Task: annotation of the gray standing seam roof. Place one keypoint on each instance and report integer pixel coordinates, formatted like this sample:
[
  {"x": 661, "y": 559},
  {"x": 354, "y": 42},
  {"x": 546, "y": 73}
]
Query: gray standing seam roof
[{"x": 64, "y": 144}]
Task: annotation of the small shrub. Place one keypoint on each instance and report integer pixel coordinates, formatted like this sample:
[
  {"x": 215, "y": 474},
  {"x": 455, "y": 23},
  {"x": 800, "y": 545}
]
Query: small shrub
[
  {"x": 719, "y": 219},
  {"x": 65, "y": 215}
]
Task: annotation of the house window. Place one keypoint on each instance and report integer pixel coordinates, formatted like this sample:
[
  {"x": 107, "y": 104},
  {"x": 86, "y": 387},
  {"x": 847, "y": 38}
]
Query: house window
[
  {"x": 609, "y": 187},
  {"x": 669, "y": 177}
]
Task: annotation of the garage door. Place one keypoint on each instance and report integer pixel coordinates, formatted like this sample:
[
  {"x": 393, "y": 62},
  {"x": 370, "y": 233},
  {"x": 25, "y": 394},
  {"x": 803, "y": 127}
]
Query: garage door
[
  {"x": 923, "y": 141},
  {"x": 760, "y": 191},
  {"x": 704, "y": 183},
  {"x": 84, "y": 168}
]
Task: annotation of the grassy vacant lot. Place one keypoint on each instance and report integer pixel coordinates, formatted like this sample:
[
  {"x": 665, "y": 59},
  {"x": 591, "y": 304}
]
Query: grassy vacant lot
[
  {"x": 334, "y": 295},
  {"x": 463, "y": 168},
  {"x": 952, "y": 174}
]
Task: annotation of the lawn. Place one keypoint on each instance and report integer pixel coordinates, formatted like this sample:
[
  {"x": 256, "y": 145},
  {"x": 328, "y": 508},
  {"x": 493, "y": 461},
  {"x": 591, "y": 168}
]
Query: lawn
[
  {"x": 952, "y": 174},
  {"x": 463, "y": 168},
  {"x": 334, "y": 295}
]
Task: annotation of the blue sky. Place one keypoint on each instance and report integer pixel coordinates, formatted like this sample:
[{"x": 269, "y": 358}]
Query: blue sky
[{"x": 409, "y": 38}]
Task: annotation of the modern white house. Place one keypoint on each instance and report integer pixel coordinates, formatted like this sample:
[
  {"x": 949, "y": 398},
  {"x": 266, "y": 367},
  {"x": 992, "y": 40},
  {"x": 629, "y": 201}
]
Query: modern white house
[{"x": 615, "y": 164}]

::::::::::

Exercise instructions
The answer should consist of every line from the listing above that includes the word "integer".

Your solution
Task: annotation of the gray standing seam roof. Place one keypoint on each instance and report integer pixel coordinates, formatted like this sample:
Task: annotation of the small shrub. Place one keypoint on each instance and report integer pixel coordinates, formatted like this sample:
Task: annotation of the house window. Place one keypoint on each instance and report integer pixel coordinates, formatted like this sample:
Task: annotation of the garage door. Place one keypoint on each instance and report integer pixel coordinates, formatted like this sample:
Task: annotation of the grassy vacant lot. Place one keypoint on each instance and report integer pixel coordinates, formatted like this sample:
Task: annotation of the lawn. Place one keypoint on each instance and report integer pixel coordinates, formatted like this sample:
Task: annotation of the blue sky. Place one keypoint on each instance and report integer pixel coordinates, formatted like this sample:
Task: annotation of the modern white house. Place one keypoint on each instance and report integer pixel coordinates, formatted like this sample:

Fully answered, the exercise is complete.